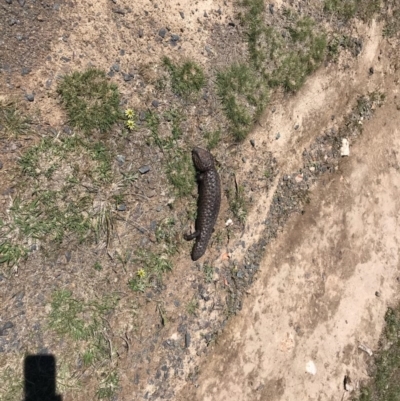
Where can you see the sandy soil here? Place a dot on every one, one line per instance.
(326, 282)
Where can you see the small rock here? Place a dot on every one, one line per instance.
(271, 8)
(311, 368)
(228, 223)
(144, 169)
(127, 77)
(120, 159)
(187, 340)
(25, 71)
(345, 149)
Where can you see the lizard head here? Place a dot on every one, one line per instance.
(202, 159)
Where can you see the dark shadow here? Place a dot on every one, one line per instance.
(40, 378)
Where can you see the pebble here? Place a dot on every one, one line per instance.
(271, 8)
(311, 368)
(187, 340)
(144, 169)
(25, 71)
(30, 97)
(345, 149)
(127, 77)
(120, 159)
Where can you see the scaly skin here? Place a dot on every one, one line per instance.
(208, 203)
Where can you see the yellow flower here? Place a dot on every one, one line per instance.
(141, 273)
(129, 113)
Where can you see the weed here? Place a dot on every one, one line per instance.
(180, 172)
(11, 387)
(347, 9)
(130, 119)
(186, 79)
(213, 138)
(97, 266)
(92, 103)
(12, 122)
(237, 202)
(385, 383)
(243, 95)
(153, 266)
(166, 234)
(209, 272)
(192, 306)
(108, 386)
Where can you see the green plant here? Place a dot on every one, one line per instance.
(12, 122)
(108, 386)
(91, 102)
(213, 138)
(209, 272)
(186, 78)
(243, 95)
(192, 306)
(237, 202)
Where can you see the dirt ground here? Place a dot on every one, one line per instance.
(323, 285)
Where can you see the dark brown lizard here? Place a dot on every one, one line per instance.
(209, 201)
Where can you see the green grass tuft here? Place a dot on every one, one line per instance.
(91, 101)
(186, 79)
(12, 122)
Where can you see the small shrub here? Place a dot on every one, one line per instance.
(91, 101)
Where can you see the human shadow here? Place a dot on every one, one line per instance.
(40, 378)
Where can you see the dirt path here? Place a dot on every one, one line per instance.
(326, 282)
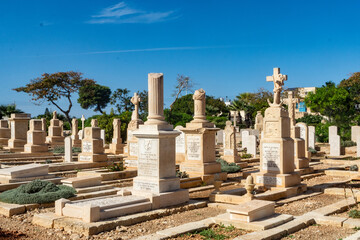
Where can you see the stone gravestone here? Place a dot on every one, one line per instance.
(304, 134)
(56, 135)
(276, 146)
(68, 149)
(36, 138)
(92, 149)
(312, 137)
(132, 142)
(180, 145)
(200, 160)
(259, 119)
(76, 142)
(156, 156)
(355, 133)
(230, 150)
(116, 146)
(5, 133)
(19, 123)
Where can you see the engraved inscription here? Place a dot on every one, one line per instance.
(148, 157)
(271, 156)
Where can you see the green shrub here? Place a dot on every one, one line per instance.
(348, 143)
(180, 174)
(354, 213)
(354, 168)
(37, 191)
(228, 167)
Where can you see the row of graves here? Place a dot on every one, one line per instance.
(277, 166)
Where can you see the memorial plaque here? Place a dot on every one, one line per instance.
(228, 152)
(193, 147)
(148, 157)
(180, 143)
(134, 149)
(271, 156)
(268, 180)
(87, 146)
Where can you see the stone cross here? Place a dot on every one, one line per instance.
(156, 99)
(199, 104)
(136, 101)
(94, 123)
(278, 80)
(290, 101)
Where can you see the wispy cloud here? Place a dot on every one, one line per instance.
(122, 13)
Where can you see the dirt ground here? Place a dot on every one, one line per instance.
(321, 232)
(308, 204)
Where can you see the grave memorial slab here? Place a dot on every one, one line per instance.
(19, 123)
(276, 146)
(200, 144)
(5, 133)
(36, 138)
(132, 142)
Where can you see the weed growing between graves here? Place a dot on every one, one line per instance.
(37, 191)
(228, 167)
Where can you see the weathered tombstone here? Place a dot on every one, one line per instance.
(312, 137)
(355, 133)
(156, 156)
(276, 146)
(180, 145)
(304, 134)
(259, 119)
(68, 149)
(102, 135)
(36, 138)
(132, 142)
(56, 136)
(76, 142)
(5, 133)
(92, 149)
(230, 150)
(19, 123)
(116, 146)
(200, 144)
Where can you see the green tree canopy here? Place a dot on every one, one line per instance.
(53, 87)
(94, 96)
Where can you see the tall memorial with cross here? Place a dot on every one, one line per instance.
(276, 146)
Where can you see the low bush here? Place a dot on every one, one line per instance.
(228, 167)
(37, 191)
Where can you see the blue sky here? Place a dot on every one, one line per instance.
(226, 47)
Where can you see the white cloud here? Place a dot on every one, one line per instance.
(121, 13)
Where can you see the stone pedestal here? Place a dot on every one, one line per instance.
(200, 145)
(92, 146)
(276, 146)
(76, 142)
(19, 123)
(56, 135)
(230, 150)
(116, 146)
(36, 138)
(5, 133)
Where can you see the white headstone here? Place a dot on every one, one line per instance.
(68, 149)
(312, 137)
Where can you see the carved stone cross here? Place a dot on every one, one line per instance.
(278, 80)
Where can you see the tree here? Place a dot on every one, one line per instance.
(122, 100)
(7, 110)
(56, 86)
(183, 83)
(94, 96)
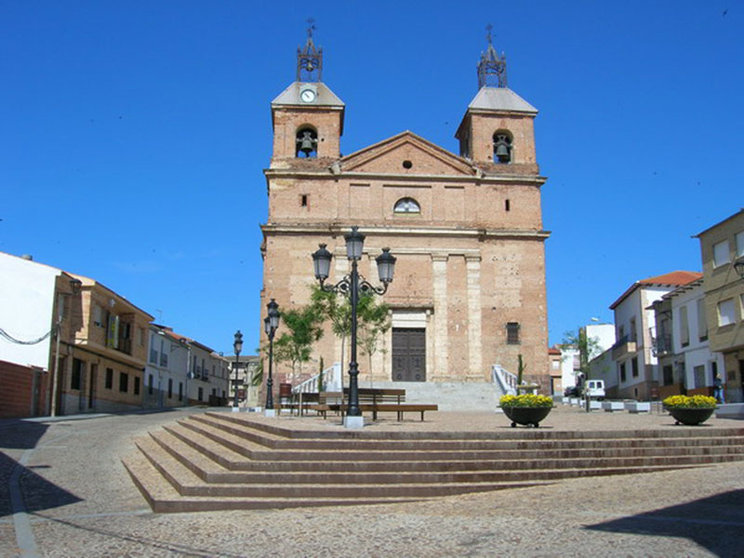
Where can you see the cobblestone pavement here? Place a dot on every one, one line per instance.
(65, 493)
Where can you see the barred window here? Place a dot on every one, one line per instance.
(512, 333)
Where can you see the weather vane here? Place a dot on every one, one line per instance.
(310, 28)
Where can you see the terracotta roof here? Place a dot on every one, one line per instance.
(673, 279)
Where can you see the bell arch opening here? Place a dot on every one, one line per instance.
(306, 143)
(502, 147)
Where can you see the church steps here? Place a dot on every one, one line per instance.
(405, 472)
(507, 435)
(210, 463)
(164, 498)
(387, 442)
(278, 460)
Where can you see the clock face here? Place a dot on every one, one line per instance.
(307, 95)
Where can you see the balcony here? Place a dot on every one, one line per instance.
(662, 345)
(623, 347)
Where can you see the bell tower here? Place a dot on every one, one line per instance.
(497, 131)
(307, 117)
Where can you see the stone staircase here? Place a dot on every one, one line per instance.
(224, 461)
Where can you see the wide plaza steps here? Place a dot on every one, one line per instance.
(225, 461)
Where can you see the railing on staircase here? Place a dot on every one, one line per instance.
(331, 381)
(504, 379)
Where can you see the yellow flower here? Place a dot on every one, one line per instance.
(525, 400)
(690, 401)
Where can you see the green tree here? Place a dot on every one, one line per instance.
(372, 319)
(374, 324)
(295, 345)
(588, 348)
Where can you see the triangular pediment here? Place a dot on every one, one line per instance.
(408, 154)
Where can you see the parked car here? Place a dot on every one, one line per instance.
(595, 389)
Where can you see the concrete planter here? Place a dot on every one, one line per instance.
(611, 406)
(526, 415)
(690, 416)
(638, 406)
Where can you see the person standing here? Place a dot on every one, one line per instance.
(718, 388)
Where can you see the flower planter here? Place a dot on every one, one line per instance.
(638, 406)
(690, 416)
(610, 406)
(526, 415)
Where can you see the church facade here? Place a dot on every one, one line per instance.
(466, 229)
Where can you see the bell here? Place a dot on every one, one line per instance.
(307, 145)
(502, 151)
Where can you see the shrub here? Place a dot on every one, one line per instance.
(690, 402)
(526, 400)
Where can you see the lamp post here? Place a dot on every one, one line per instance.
(739, 266)
(271, 323)
(351, 285)
(75, 286)
(238, 346)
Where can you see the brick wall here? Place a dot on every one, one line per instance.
(23, 391)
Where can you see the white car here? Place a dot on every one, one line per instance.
(595, 389)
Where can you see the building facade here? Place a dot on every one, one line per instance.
(722, 248)
(469, 285)
(90, 340)
(681, 343)
(633, 355)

===

§ Task details: Take the listing above and retype it exactly. Its pictures are to be omitted.

§ Exercise answer:
Where can you see the sandy soil here? Place a dot on every one, one line per instance.
(326, 282)
Where can you see the small rock here? Place a dot on every one, one line per instance.
(271, 8)
(311, 368)
(228, 223)
(144, 169)
(127, 77)
(120, 159)
(187, 340)
(25, 71)
(345, 149)
Where can you see the lizard head here? Place a dot on every one, one line per instance.
(202, 159)
Where can you see the dark shadow here? Place a dot on every one, one line per instance.
(40, 378)
Where can you see the pebble here? Place a dot on every one, one line per instance.
(271, 8)
(311, 368)
(187, 340)
(144, 169)
(25, 71)
(30, 97)
(345, 149)
(127, 77)
(120, 159)
Where can you see the scaly skin here? Place a dot on every one, one line per instance.
(208, 203)
Where can you see the yellow flower here? Place a dot on every one, one line per instance.
(141, 273)
(129, 113)
Where can you see the weed here? Place a dot on every one, one line per instance.
(180, 172)
(11, 387)
(347, 9)
(130, 119)
(186, 79)
(213, 138)
(97, 266)
(92, 103)
(12, 122)
(237, 202)
(385, 383)
(243, 95)
(153, 266)
(166, 234)
(209, 272)
(192, 306)
(108, 386)
Where can you see the green plant here? Place a dot on every one, one line per instance.
(12, 122)
(108, 386)
(91, 102)
(213, 138)
(209, 272)
(186, 78)
(243, 95)
(192, 306)
(237, 202)
Where can you see the dirt ground here? Place a dot on every one, one line per instance.
(323, 285)
Where can you see the dark brown lizard here? Place a dot on every one, one line per instance.
(209, 201)
Where can you see the green grass tuft here? Place a dot on every one, one line per instance.
(91, 101)
(186, 79)
(12, 122)
Where can you see the small shrub here? Place a dot on every one, one line per instance.
(91, 101)
Where can you see the human shadow here? Place a dot on every one, one line per instance.
(40, 378)
Where can you see the dirt path here? Place a dot on every one, one line per instance.
(326, 282)
Where can you see the stone gravestone here? Place a dot on every one, one line per instance.
(304, 134)
(56, 135)
(276, 146)
(68, 149)
(36, 138)
(92, 149)
(312, 137)
(132, 142)
(180, 145)
(200, 160)
(259, 119)
(76, 142)
(156, 156)
(355, 133)
(230, 150)
(116, 146)
(5, 133)
(19, 123)
Where can you see the engraved inscription here? Place a dot on every one, one line per instance.
(148, 157)
(271, 156)
Where can you see the green shrub here? Place a dot on every one, one line per instance.
(348, 143)
(180, 174)
(354, 213)
(354, 168)
(37, 191)
(228, 167)
Where can you see the row of graves here? Place a dot on every one, one line per instance.
(277, 166)
Where can you see the memorial plaque here? Place a dot on every one, one line per instance.
(228, 152)
(193, 147)
(148, 157)
(180, 143)
(134, 149)
(271, 156)
(268, 180)
(87, 146)
Where can you see the stone cross here? Place a dot on every one, one line per instance.
(156, 99)
(199, 104)
(136, 101)
(94, 123)
(278, 80)
(290, 101)
Where can you see the wispy cloud here? Place a dot on every one, one line per instance.
(122, 13)
Where can you see the dirt ground here? Place a dot on every one, one line per instance.
(321, 232)
(308, 204)
Where can you see the grave memorial slab here? Place a dot on every one, one line per instance.
(19, 123)
(276, 146)
(200, 144)
(5, 133)
(36, 138)
(132, 142)
Where can you see the weed growing between graves here? Place a dot on every one, one line per instance.
(37, 191)
(228, 167)
Where can you see the weathered tombstone here? Place a dot on every one, one line per instance.
(312, 137)
(355, 133)
(156, 156)
(276, 146)
(180, 145)
(304, 134)
(259, 119)
(68, 149)
(102, 135)
(36, 138)
(132, 142)
(56, 136)
(76, 142)
(5, 133)
(92, 149)
(230, 150)
(19, 123)
(116, 146)
(200, 144)
Where can you see the green tree canopy here? Place a dot on every one, one line per instance.
(53, 87)
(94, 96)
Where can you see the tall memorial with cross here? Place a dot on every one, one line per instance.
(276, 146)
Where can you see the low bush here? Place a dot on every one, one line per instance.
(228, 167)
(37, 191)
Where can you see the blue sky here? Place a dot on every one, one line per instance.
(226, 47)
Where can you see the white cloud here? Place a dot on every one, one line per instance.
(121, 13)
Where can you see the stone pedestal here? Place a dot on every one, one line per instance.
(200, 145)
(92, 146)
(276, 146)
(76, 142)
(19, 123)
(56, 135)
(230, 150)
(116, 146)
(36, 138)
(5, 133)
Where can you see the white headstone here? Place a dot on every one, one line per instance.
(68, 149)
(312, 137)
Where can you see the carved stone cross here? Place a dot on every one, one line per instance.
(278, 80)
Where can you see the tree here? Place a dot on every one, one line per instance.
(122, 100)
(7, 110)
(56, 86)
(183, 83)
(94, 96)
Where can you see the cobblestone pavement here? Place a dot on every one, one line per instance.
(65, 493)
Where can you see the barred window here? Place a dot on every one, one line per instance.
(512, 333)
Where can you see the weather vane here? Place a dot on every one, one line per instance.
(310, 28)
Where can you see the terracotta roof here? Place a dot on every one, one line per instance.
(673, 279)
Where can you see the bell arch opening here? Place a dot on every one, one line per instance.
(306, 143)
(502, 147)
Where can you see the church steps here? Place a dot on every one, one line per instance.
(405, 472)
(507, 435)
(210, 463)
(164, 498)
(387, 442)
(278, 460)
Where can you see the clock face here? Place a dot on every one, one line per instance.
(307, 95)
Where can you see the balcony here? Place a dot on every one, one line per instance.
(662, 345)
(623, 347)
Where can you see the bell tower here? Place a dot on every one, one line per instance.
(497, 131)
(307, 117)
Where can you see the stone staircase here? Place a dot on every one, one line per instance.
(224, 461)
Where can you see the wide plaza steps here? Place a dot on every one, one line per instance.
(225, 461)
Where can you see the railing on staircase here? Place a dot on every one, one line per instance.
(331, 381)
(504, 379)
Where can you see the yellow flower here? Place a dot on every one, one line per instance.
(525, 400)
(690, 401)
Where can you see the green tree here? Place a dot on every one, one line per instance.
(372, 319)
(374, 324)
(295, 345)
(588, 348)
Where can you see the triangular pediment here? Place a dot on every one, one line per instance.
(408, 154)
Where can you see the parked car here? Place a dot on every one, one line per instance.
(595, 389)
Where can you see the concrete planter here? Place a dot on every one, one line per instance.
(611, 406)
(526, 415)
(690, 416)
(638, 406)
Where can you see the person standing here? Place a dot on every one, one line per instance.
(718, 388)
Where can you see the flower planter here? Place a dot on every one, one line per instance.
(638, 406)
(690, 416)
(610, 406)
(526, 415)
Where can you see the church facade here? Place a dot on every one, one line per instance.
(466, 229)
Where can you see the bell here? Place a dot on every one, one line per instance.
(307, 145)
(502, 151)
Where can you see the shrub here? Place a dot on every one, one line per instance.
(690, 402)
(526, 400)
Where can you see the lamp post here? Place a dot on every one, one line per instance.
(739, 266)
(271, 323)
(351, 285)
(75, 286)
(238, 346)
Where can you see the brick wall here? Place a dot on every one, one line per instance.
(23, 391)
Where can you see the white car here? Place a dot on every one, one line per instance.
(595, 389)
Where can you see the building facade here? Place a dot on every one, one line per instance.
(722, 248)
(469, 285)
(90, 340)
(681, 343)
(633, 355)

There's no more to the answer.